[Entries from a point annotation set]
******
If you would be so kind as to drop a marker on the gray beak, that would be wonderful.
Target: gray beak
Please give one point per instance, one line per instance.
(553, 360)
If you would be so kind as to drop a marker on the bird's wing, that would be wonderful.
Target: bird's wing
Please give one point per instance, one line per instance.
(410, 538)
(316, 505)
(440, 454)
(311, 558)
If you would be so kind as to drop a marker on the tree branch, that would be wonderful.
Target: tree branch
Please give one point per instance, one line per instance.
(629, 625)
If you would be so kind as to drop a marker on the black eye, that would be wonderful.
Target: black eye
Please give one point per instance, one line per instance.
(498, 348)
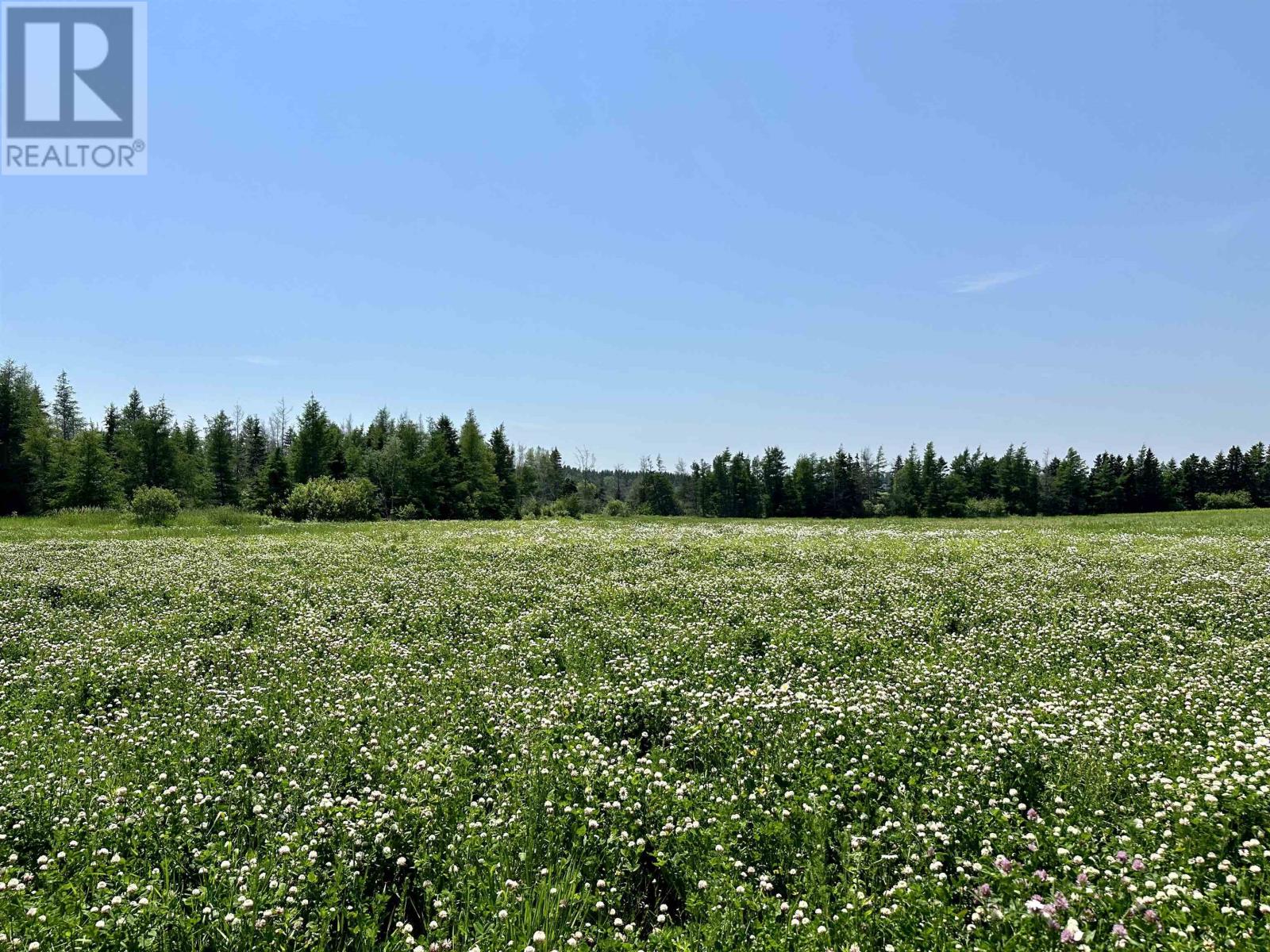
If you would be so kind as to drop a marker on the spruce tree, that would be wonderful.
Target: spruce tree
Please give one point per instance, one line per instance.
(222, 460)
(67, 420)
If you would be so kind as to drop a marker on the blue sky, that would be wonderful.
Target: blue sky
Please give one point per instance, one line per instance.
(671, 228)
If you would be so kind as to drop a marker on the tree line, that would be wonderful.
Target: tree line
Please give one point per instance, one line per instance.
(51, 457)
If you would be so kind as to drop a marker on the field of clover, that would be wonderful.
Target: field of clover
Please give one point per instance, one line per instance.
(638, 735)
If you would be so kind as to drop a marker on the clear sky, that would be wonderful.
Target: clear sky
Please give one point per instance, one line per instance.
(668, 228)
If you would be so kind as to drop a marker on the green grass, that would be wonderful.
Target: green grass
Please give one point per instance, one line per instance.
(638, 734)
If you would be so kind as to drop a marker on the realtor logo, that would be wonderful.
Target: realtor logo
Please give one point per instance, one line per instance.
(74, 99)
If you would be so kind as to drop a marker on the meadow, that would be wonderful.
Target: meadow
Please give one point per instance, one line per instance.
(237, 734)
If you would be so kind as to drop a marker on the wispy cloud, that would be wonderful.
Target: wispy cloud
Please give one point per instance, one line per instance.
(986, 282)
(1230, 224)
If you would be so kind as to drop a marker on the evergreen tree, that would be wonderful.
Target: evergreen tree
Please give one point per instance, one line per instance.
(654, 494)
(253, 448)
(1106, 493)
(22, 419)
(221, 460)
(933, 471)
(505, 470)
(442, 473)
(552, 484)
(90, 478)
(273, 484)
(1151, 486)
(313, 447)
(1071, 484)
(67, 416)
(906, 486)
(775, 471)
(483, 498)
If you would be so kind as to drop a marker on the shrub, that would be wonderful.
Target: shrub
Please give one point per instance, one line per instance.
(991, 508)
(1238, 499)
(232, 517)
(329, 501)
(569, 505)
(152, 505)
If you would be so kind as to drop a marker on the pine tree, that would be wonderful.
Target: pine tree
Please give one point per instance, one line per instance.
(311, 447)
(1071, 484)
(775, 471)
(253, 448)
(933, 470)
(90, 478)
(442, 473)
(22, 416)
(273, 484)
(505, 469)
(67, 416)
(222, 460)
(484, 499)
******
_DIRECTIONS:_
Please write out all the data again word for word, but not the pictures.

_TASK RESPONSE:_
If you would be so kind as to drop a marker on the gray beak, that would be wonderful.
Target: gray beak
Please give one point per instance, one line per instance.
(553, 360)
If you would be so kind as to drop a marker on the bird's wing, that would be wonderful.
Target: bird's wing
Please give one point per instance, one line per instance.
(410, 538)
(316, 505)
(440, 454)
(311, 558)
If you would be so kind as to drop a marker on the tree branch, that would be wonderful.
Target: tree branch
Please give one point per instance, one line per instance.
(629, 625)
If you would be so kind as to drop a marker on the black eye, that would be wonderful.
Target: black eye
Please give one point per instance, one line per instance.
(498, 348)
If you would be so kind as to drop a marker on the spruce tree, that would be wonderful.
Target: spruce tree
Please give one point per instance, one line per instance.
(222, 460)
(67, 420)
If you would be so kind as to drop a marker on the blue sky, that would be wonderful.
Target: blue sky
Please give one point per instance, one line per instance.
(671, 228)
If you would be so kind as to drop a marker on the tree line, that would be wonderful.
Target: tree line
Please give one point per instance, one line per instance.
(51, 457)
If you would be so kind as to drop a marker on the field of clover, that would be wonderful.
Target: field of clover
Please give one point per instance, one line per instance.
(638, 735)
If you would be so kind as to drop a marker on the clear sky, that would be wonderful.
Target: clear sky
Please give one point per instance, one line per instance.
(668, 228)
If you would be so kind as to drop a marker on the green grass, that would be wonderful.
Target: green grass
Please give one point per instance, one line per instance.
(638, 734)
If you would be so kind as to drop a marker on the realtor logo, that would be wonderful.
Target: realtor logo
Please give one point per instance, one line per instance.
(74, 99)
If you would be so kind as to drop a marker on the meadow, that would be wonderful.
Target: meadow
Please give one point per instance, one line per instance.
(237, 734)
If you would be so kind as to drop a marker on the wispy cloud, that would be wonderful.
Target: wispy cloud
Please give one point per instance, one line per instance.
(986, 282)
(1230, 224)
If you would be so kind as to drop a marker on the evergreen tree, that would be wonderful.
Target: evergreen tree
Please give one point per instance, one line per instance.
(654, 494)
(253, 448)
(1106, 493)
(22, 419)
(221, 460)
(933, 471)
(505, 470)
(442, 473)
(552, 484)
(90, 478)
(273, 484)
(1151, 486)
(313, 447)
(1071, 484)
(67, 416)
(906, 486)
(775, 471)
(483, 498)
If you would be so kind as to drop a marker on the shrub, that would be wonderful.
Target: shrub
Please give one point per instance, one line per instance.
(991, 508)
(1238, 499)
(232, 517)
(329, 501)
(569, 505)
(152, 505)
If you would be so kind as to drop a marker on the pine tree, that would be wonderful.
Target: pine tree
Please give one point per instance, one line per instance.
(311, 447)
(1071, 484)
(775, 471)
(253, 448)
(933, 470)
(90, 478)
(442, 473)
(22, 416)
(273, 484)
(505, 469)
(67, 416)
(222, 460)
(484, 499)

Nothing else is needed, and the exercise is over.